[SECCIÓN DE TEXTO]
«¡Cumplido está!», «¡Hecho está!»


person Autor: Sin mención del autor

flag Temas: Dios y Cristo en la Cruz La expiación, la propiciación, la reconciliación


1 - «¡Cumplido está!» (Juan 19:30)

El tiempo no es más que una pequeña pausa en el curso de la eternidad, pero en el tiempo, Dios está llevando a cabo su consejo eterno para el cumplimiento de su propósito que concibió en Jesucristo nuestro Señor. El fundamento sobre el que descansa el cumplimiento del propósito eterno de Dios es la cruz de nuestro Señor Jesucristo. Desde la eternidad, Dios esperaba la cruz como la que daría efecto a todo lo que había en su corazón para su propia gloria y placer eternos, la que manifestaría la gloria de su Hijo y traería bendiciones indecibles a los que serían compañeros de su Hijo para siempre.

Podemos considerar la cruz como el centro mismo de la eternidad, o como el centro, el punto de encuentro de dos eternidades, pues la cruz es el acontecimiento más maravilloso de las edades. Nada puede superar la maravilla de la muerte del Hijo de Dios en la cruz como malhechor, aunque el hombre, cegado por Satanás, es incapaz de discernir nada de su gloria y misterio. Las tinieblas que envolvieron al Hijo de Dios desde la hora sexta hasta la novena de aquel día muy particular, ocultaron a la visión humana las terribles agonías soportadas por el Hijo en la perfección de su obediencia a la voluntad de Dios, mientras soportaba el juicio divino que merecían nuestros pecados, y glorificaba a Dios con respecto a toda cuestión que el pecado había suscitado en el universo que Dios había creado.

[TAREA ASIGNADA]
Por favor, actualiza el fragmento del texto sobre la cruz que abre con las palabras que contienen "person Autor: Sin" y cierra con "Hijo para siempre.", y reprodúcelo con "Jesucristo" sustituido por "Cristo". Los registros no guardan relación con el texto sobre la cruz.

Entradas de datos
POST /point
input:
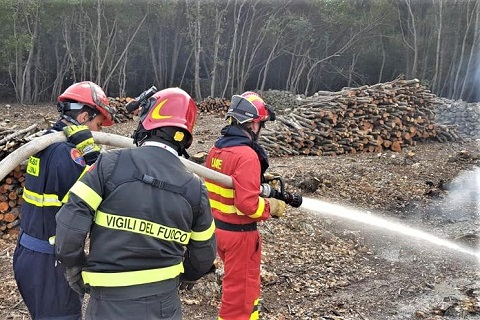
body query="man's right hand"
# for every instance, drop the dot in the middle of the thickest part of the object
(82, 138)
(277, 207)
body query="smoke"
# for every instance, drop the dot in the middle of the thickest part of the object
(463, 200)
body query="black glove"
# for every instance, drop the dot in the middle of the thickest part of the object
(186, 284)
(74, 278)
(82, 138)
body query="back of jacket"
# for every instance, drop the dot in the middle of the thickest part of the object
(142, 208)
(49, 176)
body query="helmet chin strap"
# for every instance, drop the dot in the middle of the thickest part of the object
(70, 119)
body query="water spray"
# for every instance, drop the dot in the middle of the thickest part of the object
(367, 217)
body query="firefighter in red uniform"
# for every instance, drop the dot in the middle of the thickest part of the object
(50, 174)
(148, 218)
(237, 210)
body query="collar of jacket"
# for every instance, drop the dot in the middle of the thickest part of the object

[SOLUCIÓN PROPUESTA]
person Autor: Sin mención del autor

flag Temas: Dios y Cristo en la Cruz La expiación, la propiciación, la reconciliación


1 - «¡Cumplido está!» (Juan 19:30)

El tiempo no es más que una pequeña pausa en el curso de la eternidad, pero en el tiempo, Dios está llevando a cabo su consejo eterno para el cumplimiento de su propósito que concibió en Cristo nuestro Señor. El fundamento sobre el que descansa el cumplimiento del propósito eterno de Dios es la cruz de nuestro Señor Cristo. Desde la eternidad, Dios esperaba la cruz como la que daría efecto a todo lo que había en su corazón para su propia gloria y placer eternos, la que manifestaría la gloria de su Hijo y traería bendiciones indecibles a los que serían compañeros de su Hijo para siempre.